# Exercise task 1
Quote the Labor Day blog post from "I do know I'm able" up to and including "just to relax.".

# Excerpted passage
========

Monday, September 02, 2019

Labor Day random

* Went out this morning and  collected the soil. It was very difficult, I found out later our air quality status was "unhealthy for sensitive groups" (hello, person with asthma here). Cause was particulate matter and I don't know if that's pollen or if pollution has just got trapped under our "high pressure dome" but it was very distressing; I kept having to take a knee and at one point I wound up sitting full on the ground and wondering: at what point is it bad enough to call 911 for help? (No one would be in at my building today and the people who MIGHT be available, most of them are old enough or ill enough themselves that they wouldn't be able to help me).

A big part of the problem was that I had between 40 and 50 pounds of soil on my back after the sampling, and that just made it harder. Also, I had to climb UP a small slope (note to self: next sampling, even though it will be cooler, do the "flooded area" sample collection FIRST so you are less tired when you have to climb back up. And also carrying less stuff)

I made it, though, but with a lot of stopping to take a knee as I moved so I could catch my breath. At first I was worried - of course the whole "your dad died of congestive heart failure and could you be getting it" thing comes up every time I don't breathe as easily as I think I might BUT I did a workout yesterday and didn't notice any distress during that and I felt better later when I found out about the AQI being bad.

* Trying to decide whether to run out to the store for a "proper" onion (I have green onions, but not enough for the recipe) and bacon and make the honey-baked lentils I've been wanting to do for a while. The "activation energy" to get over for that would be: having to put "acceptable" clothes back on (I showered after getting home and just put what I had been wearing as pajamas on - and no bra, and no makeup) and get my car out and go. I still might because some real food would go down well; I have been doing all too many grab-and-go meals lately.

* Through some discussion on Twitter about the Largo portion of Dvorak's Ninth Symphony - which has long been a favorite of mine. A lot of people thought he used African American spirituals for the inspiration but apparently not

HOWEVER words that mimic the style of a spiritual (though not....it seems to me....totally authentically) have been "retconned" on to it. There's a famous Paul Robeson version:



Another version, with a lighter, higher voice (Irish tenor? I guess. I sometimes find higher men's voices a bit easier to understand, Robeson's is so deep that I miss some of the words, and also it's an older recording)



And I made the "mistake" (though maybe not) of listening to that in full....and yeah, I cried. The reference to parents waiting on the person (of course, my dad's parents pre-deceased him; his father was born in 1895 and his mother in 1906) but also the "friends" - his friend Art, and Bill Butler from church, and George....and yeah, it made me cry. But maybe it's okay to still cry about it, maybe the tears are a necessary thing, I don't know.

I do know I'm able to pick up and move on after I cry, so I guess I'm mostly OK.

* I contemplated reading more of the chapters today but....maybe I do that tomorrow; my exam is written for Friday and I'm at the point where I can't do anything more with the current research for several days, so maybe that becomes the priority for my off-hours during the week. I do know I'm tired after the fieldwork, and I really would like some time just to relax.

========

# Exercise task 2
Find every line in the entries below that contains the string "dark", matching case exactly, and copy each of those lines.

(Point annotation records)
========

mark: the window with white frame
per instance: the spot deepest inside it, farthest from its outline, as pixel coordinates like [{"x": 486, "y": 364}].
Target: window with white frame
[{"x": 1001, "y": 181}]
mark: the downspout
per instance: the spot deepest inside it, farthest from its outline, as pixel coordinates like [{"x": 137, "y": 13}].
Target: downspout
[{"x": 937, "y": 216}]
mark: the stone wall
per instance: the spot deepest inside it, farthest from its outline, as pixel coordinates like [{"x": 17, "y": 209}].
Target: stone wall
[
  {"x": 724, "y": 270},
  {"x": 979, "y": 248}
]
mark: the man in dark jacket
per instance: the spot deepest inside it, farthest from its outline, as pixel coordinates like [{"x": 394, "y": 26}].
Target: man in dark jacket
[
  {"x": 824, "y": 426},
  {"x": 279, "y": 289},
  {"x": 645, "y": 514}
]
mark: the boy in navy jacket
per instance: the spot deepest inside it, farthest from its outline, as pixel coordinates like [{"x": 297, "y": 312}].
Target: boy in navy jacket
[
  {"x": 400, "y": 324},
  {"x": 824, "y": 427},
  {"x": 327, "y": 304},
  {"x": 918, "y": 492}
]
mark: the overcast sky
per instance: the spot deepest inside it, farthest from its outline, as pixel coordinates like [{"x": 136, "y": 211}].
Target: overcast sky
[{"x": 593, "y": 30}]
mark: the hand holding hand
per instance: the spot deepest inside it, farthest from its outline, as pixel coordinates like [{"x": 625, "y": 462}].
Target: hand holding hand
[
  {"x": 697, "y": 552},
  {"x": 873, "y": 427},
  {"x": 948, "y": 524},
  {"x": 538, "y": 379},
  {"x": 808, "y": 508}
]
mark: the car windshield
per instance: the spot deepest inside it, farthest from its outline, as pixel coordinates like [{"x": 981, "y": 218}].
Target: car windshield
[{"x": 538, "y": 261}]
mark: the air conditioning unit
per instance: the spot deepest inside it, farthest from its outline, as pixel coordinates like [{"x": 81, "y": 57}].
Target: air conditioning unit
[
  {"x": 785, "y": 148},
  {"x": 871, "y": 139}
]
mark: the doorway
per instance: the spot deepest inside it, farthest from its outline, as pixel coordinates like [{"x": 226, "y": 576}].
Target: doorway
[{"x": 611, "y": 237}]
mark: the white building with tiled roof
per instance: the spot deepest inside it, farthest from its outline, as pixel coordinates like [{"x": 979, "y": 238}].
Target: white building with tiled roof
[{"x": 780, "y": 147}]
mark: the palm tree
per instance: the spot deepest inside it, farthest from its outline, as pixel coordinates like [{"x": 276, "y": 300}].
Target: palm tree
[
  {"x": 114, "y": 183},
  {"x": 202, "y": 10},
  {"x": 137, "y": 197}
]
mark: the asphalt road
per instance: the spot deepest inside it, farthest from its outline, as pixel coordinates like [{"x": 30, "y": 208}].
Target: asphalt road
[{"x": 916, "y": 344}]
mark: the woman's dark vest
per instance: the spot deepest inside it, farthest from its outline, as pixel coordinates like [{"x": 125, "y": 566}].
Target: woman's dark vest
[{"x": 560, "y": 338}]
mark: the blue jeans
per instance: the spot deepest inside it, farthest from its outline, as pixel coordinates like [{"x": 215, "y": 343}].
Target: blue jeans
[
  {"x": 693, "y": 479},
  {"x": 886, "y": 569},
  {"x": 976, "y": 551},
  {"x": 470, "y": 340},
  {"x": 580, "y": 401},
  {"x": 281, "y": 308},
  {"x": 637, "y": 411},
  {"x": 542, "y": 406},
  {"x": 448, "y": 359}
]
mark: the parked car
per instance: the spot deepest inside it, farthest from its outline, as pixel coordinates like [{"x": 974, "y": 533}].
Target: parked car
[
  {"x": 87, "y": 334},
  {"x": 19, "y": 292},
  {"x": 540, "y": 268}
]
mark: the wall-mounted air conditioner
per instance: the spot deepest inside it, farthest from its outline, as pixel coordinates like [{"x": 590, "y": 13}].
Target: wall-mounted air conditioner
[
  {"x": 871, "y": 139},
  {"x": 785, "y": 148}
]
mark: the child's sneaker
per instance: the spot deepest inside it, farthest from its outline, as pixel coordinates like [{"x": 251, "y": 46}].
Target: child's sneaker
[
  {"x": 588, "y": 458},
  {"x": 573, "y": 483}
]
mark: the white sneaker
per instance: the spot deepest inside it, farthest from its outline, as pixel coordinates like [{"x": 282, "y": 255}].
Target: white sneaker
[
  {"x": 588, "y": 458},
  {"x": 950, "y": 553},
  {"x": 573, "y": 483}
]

========

# Response 1
I do know I'm able to pick up and move on after I cry, so I guess I'm mostly OK.

* I contemplated reading more of the chapters today but....maybe I do that tomorrow; my exam is written for Friday and I'm at the point where I can't do anything more with the current research for several days, so maybe that becomes the priority for my off-hours during the week. I do know I'm tired after the fieldwork, and I really would like some time just to relax.

# Response 2
mark: the man in dark jacket
Target: man in dark jacket
mark: the woman's dark vest
Target: woman's dark vest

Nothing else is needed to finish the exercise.